───── Provided data

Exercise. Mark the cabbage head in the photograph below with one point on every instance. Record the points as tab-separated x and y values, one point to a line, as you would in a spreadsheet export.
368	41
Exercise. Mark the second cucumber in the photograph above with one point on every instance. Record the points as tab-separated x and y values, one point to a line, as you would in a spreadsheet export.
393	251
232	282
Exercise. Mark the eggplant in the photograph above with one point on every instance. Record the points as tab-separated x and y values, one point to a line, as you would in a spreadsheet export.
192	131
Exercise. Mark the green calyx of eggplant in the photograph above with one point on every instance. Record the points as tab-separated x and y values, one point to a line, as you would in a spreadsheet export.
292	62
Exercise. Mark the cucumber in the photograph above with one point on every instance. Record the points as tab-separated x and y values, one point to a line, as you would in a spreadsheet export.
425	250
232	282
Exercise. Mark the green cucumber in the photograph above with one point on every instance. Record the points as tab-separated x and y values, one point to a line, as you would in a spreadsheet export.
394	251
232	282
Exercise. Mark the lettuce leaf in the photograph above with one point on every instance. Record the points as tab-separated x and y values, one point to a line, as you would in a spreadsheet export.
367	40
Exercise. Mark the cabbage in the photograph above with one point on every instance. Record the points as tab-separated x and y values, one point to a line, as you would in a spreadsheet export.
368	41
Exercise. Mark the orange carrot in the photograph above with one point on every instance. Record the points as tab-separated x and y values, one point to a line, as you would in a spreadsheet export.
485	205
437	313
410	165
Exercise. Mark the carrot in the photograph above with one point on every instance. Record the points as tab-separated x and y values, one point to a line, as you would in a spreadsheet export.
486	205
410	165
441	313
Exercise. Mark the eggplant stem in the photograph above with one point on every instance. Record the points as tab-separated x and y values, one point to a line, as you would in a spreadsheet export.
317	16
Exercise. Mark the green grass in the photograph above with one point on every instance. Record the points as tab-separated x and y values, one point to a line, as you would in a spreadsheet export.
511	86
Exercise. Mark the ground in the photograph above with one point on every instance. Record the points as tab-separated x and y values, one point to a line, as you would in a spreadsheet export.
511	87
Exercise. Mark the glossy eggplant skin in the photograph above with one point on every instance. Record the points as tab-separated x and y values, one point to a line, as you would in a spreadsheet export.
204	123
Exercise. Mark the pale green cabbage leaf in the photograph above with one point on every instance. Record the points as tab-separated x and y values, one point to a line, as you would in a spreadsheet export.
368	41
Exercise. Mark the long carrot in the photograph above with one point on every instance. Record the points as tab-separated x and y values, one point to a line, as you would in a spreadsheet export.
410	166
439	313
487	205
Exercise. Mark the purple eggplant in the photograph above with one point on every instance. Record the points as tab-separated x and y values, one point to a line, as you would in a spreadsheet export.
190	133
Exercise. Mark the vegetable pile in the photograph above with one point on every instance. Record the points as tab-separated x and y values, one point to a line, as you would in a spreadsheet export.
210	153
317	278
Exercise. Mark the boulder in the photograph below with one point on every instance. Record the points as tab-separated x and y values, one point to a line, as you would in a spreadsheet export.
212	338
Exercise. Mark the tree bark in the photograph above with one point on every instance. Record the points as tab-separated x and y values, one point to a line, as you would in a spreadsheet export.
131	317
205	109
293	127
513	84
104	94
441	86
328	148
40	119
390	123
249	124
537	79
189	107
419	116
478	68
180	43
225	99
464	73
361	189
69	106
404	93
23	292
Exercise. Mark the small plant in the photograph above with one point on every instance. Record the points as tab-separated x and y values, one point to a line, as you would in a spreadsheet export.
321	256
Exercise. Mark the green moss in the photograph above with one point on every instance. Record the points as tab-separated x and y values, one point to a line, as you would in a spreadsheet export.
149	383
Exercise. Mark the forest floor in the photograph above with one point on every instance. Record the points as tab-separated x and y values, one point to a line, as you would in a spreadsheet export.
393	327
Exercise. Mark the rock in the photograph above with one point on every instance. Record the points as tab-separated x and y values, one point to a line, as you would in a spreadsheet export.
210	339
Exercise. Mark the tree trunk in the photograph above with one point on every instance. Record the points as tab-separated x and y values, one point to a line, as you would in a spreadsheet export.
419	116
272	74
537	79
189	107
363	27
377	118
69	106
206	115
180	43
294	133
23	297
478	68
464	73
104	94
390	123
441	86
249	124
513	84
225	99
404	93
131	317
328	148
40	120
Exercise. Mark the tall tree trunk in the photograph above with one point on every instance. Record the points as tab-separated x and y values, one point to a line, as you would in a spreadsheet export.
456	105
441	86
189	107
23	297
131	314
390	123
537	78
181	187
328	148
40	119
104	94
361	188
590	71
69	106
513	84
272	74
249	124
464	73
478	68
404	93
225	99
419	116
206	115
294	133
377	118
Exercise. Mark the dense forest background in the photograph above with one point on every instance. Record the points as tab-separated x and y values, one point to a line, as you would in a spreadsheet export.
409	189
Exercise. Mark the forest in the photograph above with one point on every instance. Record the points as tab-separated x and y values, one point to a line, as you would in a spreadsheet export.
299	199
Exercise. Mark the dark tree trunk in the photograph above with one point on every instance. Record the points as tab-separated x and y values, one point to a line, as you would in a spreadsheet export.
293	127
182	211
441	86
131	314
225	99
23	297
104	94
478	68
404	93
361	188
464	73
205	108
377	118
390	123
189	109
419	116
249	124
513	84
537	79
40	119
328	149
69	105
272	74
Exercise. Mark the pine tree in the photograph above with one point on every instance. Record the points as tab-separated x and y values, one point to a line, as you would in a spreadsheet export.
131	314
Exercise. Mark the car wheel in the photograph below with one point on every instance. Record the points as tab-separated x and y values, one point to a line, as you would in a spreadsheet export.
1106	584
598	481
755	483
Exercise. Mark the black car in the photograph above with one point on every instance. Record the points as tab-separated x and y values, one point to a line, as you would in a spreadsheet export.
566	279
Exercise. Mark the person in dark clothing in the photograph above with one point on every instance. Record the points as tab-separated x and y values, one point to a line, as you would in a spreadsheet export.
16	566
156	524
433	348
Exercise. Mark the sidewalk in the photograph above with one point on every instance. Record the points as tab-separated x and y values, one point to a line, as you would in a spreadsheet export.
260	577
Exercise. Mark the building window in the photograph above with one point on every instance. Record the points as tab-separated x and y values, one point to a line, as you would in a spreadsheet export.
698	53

──────────

» Exercise directions: Copy all of the rows above, replacing "one point to a line" with "one point per line" and leaving everything else unchanged.

» Answer to this problem:
Exercise. Mark the cabbage head in the photograph below with one point on every instance. Record the points as tab-separated x and y values, one point per line, as you would in a spreadsheet export.
368	41
Exercise. Mark the second cucumber in the photograph above with one point on every instance. Record the points as tab-separated x and y values, one point per line, as you would in a spreadsheet export.
393	251
232	282
Exercise. Mark the eggplant in the photograph above with one point on every instance. Record the points as tab-separated x and y values, one point per line, as you would in a spreadsheet export.
192	131
Exercise. Mark the green calyx of eggplant in the photograph above with one point on every instance. Record the points as tab-separated x and y values, one point per line, as you would in a spreadsheet export.
292	62
Exercise. Mark the cucumber in the photograph above with one point on every instance. Record the points as tab-separated x and y values, one point per line, as you would in a spreadsheet export.
425	250
232	282
Exercise. Mark the green cucumber in the photograph above with one point on every instance. Record the points as tab-separated x and y values, one point per line, as you would in a spreadsheet export.
394	251
232	282
Exercise. Mark the lettuce leaf in the photograph above with one point on every instance. Record the points as tab-separated x and y values, one point per line, as you would in a spreadsheet export.
367	40
Exercise. Mark the cabbage in the photograph above with one point on every instance. Record the points as tab-separated x and y values, one point per line, as you would in a spreadsheet export.
368	41
Exercise. Mark the orange carrot in the photograph above with one point on every instance. Record the points as tab-separated x and y values, one point per line, as you would in a spreadsheet export.
485	205
437	313
410	165
Exercise. Mark the carrot in the photograph above with one point on every instance. Record the points as tab-separated x and y values, one point per line, as you would in a spreadsheet export.
486	205
410	165
441	313
Exercise. Mark the eggplant stem in the photograph above with one point on every instance. Record the points as tab-separated x and y values, one point per line, as you would in a spreadsheet export.
317	16
Exercise. Mark the green grass in the photograph above with one point on every instance. Record the points as tab-separated x and y values, one point per line, as you would in a spreadsheet export.
511	86
Exercise. Mark the ground in the photograph above with one point on every instance. Record the points as tab-separated x and y values, one point per line, as you would in a spreadsheet export.
511	87
Exercise. Mark the glossy eggplant skin in the photograph above with one point on every instance. Record the points as tab-separated x and y values, one point per line, as you would in a spreadsheet export.
204	123
Exercise. Mark the pale green cabbage leaf in the photograph above with one point on every instance. Record the points as tab-separated x and y values, one point per line, as you would in a spreadsheet export.
368	41
Exercise. Mark the long carrot in the photograph above with one point on every instance. Record the points as tab-separated x and y values, one point per line, as you would in a spreadsheet export.
410	166
439	313
487	205
Exercise. Mark the purple eggplant in the photograph above with one point on every instance. Record the points as tab-separated x and y values, one point per line, as you would in a spreadsheet export.
190	133
Exercise. Mark the vegetable pile in the photograph above with one point on every instance. Record the points as tab-separated x and y values, one point per line, as you would in a spreadsheet export.
210	153
317	278
Exercise. Mark the boulder in the photograph below with one point on every instance. Record the points as tab-separated x and y values, one point per line, as you would in a spreadsheet export.
212	338
Exercise. Mark the tree bark in the photograph above with one point on every instance. Record the points as tab-separated x and y values, one point per line, as you would in a spreadsheet export.
131	317
205	109
293	127
513	84
104	94
441	86
328	148
40	119
390	123
249	124
537	79
189	107
419	116
478	68
180	43
225	99
464	73
361	189
69	106
404	93
23	292
Exercise. Mark the small plant in the photograph above with one point on every instance. Record the points as tab-separated x and y values, one point per line, as you would in a spreadsheet export.
321	256
Exercise. Mark the green moss in the photograph above with one point on every instance. Record the points as tab-separated x and y values, one point per line, as you would in a spreadsheet export.
149	383
Exercise. Mark the forest floor in the photograph above with one point on every instance. Record the points as tab-separated x and y values, one point per line, as you would in a spreadsheet export.
393	327
Exercise. Mark the rock in the photograph above with one point on every instance. Record the points as tab-separated x and y values, one point per line, as you would in a spreadsheet export.
210	339
Exercise. Mark the tree trunk in the photograph above with one point on every instance. Record the points as tab-separated x and y values, one point per line, as you would in a spreadsheet export.
419	116
272	74
537	79
189	107
363	27
377	118
69	106
206	115
180	43
294	133
23	297
478	68
464	73
104	94
390	123
441	86
249	124
513	84
225	99
404	93
131	317
328	148
40	120
Exercise. Mark the tall tree trunk in the photograph above with one point on every instance. Record the points as tab-separated x and y values, one point per line, as you would in a spreadsheet export.
456	105
441	86
189	107
23	297
131	314
390	123
537	78
181	187
328	148
40	119
104	94
361	188
590	71
69	106
513	84
272	74
249	124
464	73
478	68
404	93
225	99
419	116
206	115
294	133
377	118
Exercise. Mark the dense forest background in the photograph above with one point on every instance. Record the points as tab-separated x and y values, one point per line, as you would in a spreadsheet export.
409	189
Exercise. Mark the forest in the photograph above with one point on every instance. Record the points as tab-separated x and y values, one point per line, as you would in a spreadsheet export.
299	199
Exercise. Mark the dark tree trunk in the photograph above with one point on every instance. Record the points as tab-separated x and y values, one point per line, as you would in a spreadsheet export.
293	127
182	211
441	86
131	314
225	99
23	297
104	94
478	68
404	93
361	188
464	73
205	108
377	118
390	123
189	109
419	116
249	124
513	84
537	79
40	119
328	149
69	105
272	74
Exercise. Mark the pine tree in the photograph above with one point on every instance. Record the points as tab-separated x and y values, one point per line, as you would in a spreadsheet export.
131	314
Exercise. Mark the car wheel in the photograph below with one point on every instance. Record the points as tab-separated x and y values, one point per line, as you would in a spreadsheet export.
1106	584
598	481
755	483
Exercise. Mark the black car in the photograph above with one point on every instance. Record the points as tab-separated x and y values, one point per line, as you would in a spreadsheet export.
566	279
Exercise. Mark the person in dark clothing in the photograph above with one point on every instance. Record the points as tab-separated x and y values, one point per line, as you would in a spreadsheet export.
16	566
156	524
433	348
Exercise. Mark the sidewalk in the photograph above with one point on every instance. Record the points as tab-separated x and y values, one point per line, as you would in a spreadsheet export.
260	577
Exercise. Mark the building window in the photograph above with one point on every instance. Record the points as tab-separated x and y values, one point per line, as you would in a spreadsheet export.
698	53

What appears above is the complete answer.